Exercise requirements → Of the entries below, return exactly those lines that fall between the one containing "tree trunk -> box" and the one containing "chimney -> box", the two end lines included.

The input →
....

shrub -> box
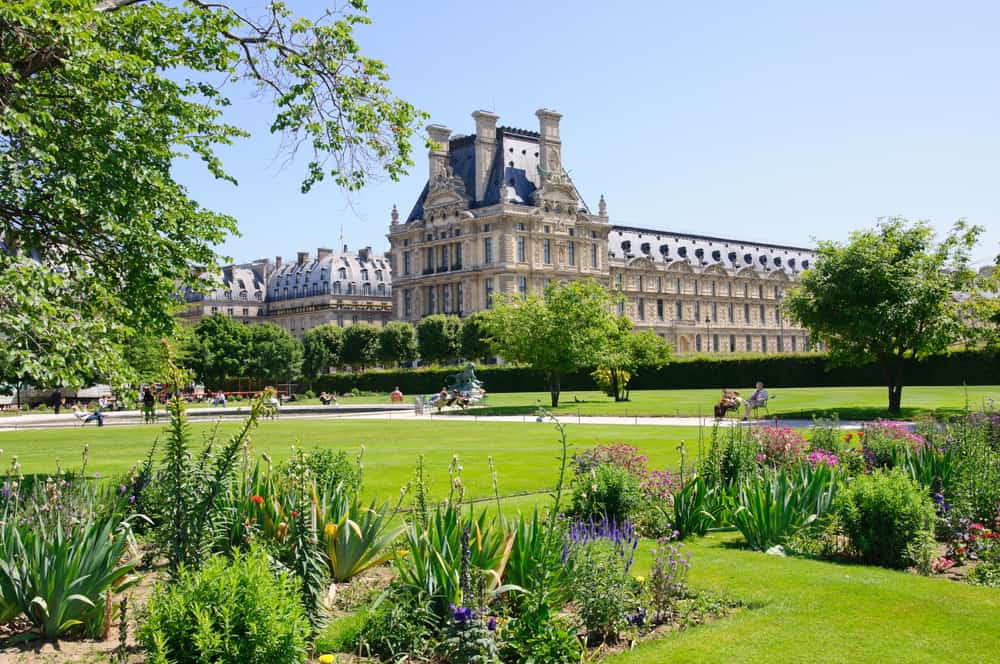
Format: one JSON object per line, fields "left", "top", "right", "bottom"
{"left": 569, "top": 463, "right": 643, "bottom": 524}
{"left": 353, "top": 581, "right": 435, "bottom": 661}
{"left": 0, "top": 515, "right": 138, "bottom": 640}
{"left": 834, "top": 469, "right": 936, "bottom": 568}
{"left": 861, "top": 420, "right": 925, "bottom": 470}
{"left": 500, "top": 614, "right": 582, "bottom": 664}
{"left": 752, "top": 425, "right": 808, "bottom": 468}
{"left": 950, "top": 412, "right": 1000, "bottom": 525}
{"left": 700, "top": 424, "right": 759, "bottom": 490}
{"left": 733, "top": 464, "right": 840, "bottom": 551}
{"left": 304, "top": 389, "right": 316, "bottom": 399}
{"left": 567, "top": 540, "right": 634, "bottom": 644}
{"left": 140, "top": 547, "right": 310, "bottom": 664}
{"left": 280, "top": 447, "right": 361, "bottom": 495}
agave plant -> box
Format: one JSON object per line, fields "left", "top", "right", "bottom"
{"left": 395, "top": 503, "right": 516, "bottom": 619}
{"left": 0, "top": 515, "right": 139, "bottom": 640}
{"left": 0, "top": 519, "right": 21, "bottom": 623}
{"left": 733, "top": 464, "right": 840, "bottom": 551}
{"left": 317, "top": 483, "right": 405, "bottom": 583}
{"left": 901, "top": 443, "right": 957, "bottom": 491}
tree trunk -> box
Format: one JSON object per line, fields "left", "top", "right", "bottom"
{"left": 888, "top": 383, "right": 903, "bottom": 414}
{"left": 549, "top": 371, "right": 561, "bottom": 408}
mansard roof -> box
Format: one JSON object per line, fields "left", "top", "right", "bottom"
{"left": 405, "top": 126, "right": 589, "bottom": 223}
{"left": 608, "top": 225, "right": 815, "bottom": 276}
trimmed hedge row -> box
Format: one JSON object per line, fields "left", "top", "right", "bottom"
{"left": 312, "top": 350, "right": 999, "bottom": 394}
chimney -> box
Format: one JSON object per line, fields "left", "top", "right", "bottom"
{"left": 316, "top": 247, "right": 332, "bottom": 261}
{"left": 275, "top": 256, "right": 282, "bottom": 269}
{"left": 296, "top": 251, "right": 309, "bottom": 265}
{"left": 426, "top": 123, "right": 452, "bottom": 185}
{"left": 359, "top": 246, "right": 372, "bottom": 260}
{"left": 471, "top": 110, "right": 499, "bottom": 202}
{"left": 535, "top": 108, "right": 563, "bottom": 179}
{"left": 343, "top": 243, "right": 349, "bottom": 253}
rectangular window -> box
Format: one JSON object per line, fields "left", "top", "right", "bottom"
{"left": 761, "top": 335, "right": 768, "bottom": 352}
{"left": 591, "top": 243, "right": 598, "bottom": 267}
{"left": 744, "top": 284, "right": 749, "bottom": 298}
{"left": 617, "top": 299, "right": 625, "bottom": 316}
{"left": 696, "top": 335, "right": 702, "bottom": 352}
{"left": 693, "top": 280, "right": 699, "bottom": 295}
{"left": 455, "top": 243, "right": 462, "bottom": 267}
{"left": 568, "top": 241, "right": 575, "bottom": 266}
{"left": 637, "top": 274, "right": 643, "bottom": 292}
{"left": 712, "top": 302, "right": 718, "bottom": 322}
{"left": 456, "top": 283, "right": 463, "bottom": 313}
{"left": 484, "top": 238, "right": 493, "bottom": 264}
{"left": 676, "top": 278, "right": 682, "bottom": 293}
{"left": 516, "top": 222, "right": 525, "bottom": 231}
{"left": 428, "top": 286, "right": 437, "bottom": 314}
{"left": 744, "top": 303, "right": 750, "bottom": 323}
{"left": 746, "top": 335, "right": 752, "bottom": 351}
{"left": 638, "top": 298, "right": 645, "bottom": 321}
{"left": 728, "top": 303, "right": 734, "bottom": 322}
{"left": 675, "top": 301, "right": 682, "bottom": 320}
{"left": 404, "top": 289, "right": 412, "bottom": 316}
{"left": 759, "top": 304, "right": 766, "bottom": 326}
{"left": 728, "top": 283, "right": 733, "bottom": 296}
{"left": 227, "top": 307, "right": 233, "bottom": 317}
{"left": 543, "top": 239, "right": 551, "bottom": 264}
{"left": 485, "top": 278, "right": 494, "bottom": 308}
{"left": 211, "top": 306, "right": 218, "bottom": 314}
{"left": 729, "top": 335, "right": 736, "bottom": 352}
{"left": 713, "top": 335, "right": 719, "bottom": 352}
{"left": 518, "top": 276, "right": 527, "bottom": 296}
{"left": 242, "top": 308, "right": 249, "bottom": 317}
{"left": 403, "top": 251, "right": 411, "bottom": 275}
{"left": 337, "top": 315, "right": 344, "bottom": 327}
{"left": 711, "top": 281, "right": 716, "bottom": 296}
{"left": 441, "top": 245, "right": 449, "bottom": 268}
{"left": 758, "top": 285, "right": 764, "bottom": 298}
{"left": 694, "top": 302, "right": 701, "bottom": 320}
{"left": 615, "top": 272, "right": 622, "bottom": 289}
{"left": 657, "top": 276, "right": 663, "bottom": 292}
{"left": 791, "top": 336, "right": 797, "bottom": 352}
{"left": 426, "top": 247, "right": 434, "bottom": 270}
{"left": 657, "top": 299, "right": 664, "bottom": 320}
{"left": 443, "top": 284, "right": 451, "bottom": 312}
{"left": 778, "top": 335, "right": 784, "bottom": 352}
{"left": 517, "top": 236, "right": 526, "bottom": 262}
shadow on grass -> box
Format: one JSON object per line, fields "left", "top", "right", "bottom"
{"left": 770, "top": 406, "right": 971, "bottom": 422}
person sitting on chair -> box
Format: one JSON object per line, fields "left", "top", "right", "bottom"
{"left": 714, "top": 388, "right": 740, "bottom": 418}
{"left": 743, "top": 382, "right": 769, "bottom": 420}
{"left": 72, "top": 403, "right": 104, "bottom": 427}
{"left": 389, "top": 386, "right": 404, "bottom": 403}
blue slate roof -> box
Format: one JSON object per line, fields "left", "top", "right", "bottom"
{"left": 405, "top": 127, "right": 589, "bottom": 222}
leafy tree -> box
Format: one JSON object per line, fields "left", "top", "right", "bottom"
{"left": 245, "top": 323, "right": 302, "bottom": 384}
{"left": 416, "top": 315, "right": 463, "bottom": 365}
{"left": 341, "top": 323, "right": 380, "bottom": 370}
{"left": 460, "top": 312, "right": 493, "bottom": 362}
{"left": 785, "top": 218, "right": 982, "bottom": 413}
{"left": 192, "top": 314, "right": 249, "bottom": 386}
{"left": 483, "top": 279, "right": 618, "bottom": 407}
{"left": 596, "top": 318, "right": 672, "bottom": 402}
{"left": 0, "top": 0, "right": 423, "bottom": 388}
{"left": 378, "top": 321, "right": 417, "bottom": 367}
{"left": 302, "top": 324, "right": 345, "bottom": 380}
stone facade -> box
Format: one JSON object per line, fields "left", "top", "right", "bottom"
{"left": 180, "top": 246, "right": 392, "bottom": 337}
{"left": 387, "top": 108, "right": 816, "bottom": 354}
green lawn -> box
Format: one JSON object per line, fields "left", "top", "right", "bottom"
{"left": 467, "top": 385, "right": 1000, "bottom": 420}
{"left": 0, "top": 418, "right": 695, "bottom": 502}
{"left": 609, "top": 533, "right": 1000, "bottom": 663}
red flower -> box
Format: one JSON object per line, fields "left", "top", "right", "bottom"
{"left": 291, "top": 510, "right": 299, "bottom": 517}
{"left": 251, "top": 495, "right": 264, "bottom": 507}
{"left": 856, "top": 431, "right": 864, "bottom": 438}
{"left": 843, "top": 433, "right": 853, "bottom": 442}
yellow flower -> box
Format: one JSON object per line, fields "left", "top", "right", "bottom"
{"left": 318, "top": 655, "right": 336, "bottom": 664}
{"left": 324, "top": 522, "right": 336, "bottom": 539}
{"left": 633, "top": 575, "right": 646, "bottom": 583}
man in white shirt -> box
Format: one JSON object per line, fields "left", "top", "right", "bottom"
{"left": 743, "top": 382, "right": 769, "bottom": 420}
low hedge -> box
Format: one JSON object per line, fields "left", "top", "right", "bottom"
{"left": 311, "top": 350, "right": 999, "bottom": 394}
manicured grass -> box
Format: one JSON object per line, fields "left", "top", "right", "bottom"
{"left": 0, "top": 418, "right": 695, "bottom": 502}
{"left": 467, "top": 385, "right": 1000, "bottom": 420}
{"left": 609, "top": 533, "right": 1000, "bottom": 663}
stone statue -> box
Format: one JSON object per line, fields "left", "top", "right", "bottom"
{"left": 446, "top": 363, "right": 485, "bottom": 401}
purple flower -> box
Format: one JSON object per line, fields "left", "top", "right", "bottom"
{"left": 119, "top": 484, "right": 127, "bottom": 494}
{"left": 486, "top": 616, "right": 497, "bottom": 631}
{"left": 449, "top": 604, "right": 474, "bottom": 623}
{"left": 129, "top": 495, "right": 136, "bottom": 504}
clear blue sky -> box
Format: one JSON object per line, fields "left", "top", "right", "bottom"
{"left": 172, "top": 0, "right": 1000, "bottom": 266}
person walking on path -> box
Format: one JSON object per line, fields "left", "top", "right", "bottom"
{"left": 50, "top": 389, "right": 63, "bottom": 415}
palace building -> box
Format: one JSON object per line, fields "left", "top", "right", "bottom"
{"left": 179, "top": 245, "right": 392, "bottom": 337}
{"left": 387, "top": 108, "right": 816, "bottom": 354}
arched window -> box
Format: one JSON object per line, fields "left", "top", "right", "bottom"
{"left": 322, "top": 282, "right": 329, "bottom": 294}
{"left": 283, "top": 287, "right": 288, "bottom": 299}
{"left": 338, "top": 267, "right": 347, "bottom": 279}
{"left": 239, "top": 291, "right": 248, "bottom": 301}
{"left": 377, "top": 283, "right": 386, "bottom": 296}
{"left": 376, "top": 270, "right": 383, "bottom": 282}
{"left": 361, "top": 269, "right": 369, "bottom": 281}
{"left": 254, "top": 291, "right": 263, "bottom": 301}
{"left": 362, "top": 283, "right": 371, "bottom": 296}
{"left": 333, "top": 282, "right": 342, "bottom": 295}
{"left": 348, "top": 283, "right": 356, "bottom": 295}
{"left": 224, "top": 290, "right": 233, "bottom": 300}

....

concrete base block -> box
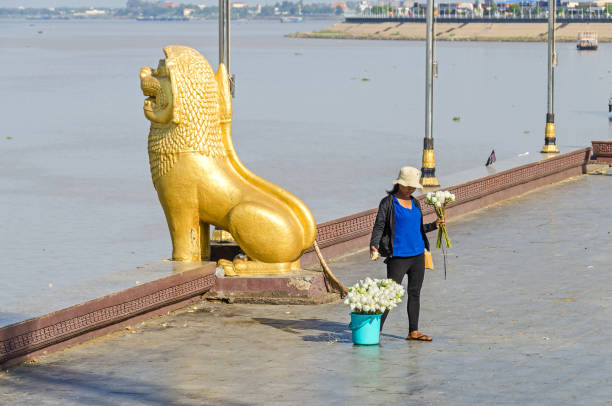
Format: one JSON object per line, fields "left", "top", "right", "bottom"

....

Expected answer →
tree trunk -> box
Format: one JSON object per line, fields "left", "top", "right", "bottom"
{"left": 888, "top": 383, "right": 903, "bottom": 414}
{"left": 549, "top": 371, "right": 561, "bottom": 408}
mansard roof -> box
Format: one JSON object per line, fields "left", "top", "right", "bottom"
{"left": 405, "top": 126, "right": 589, "bottom": 223}
{"left": 608, "top": 225, "right": 815, "bottom": 276}
trimmed hedge row -> box
Format: one JSON object per line, fields "left", "top", "right", "bottom"
{"left": 312, "top": 350, "right": 999, "bottom": 394}
chimney -> box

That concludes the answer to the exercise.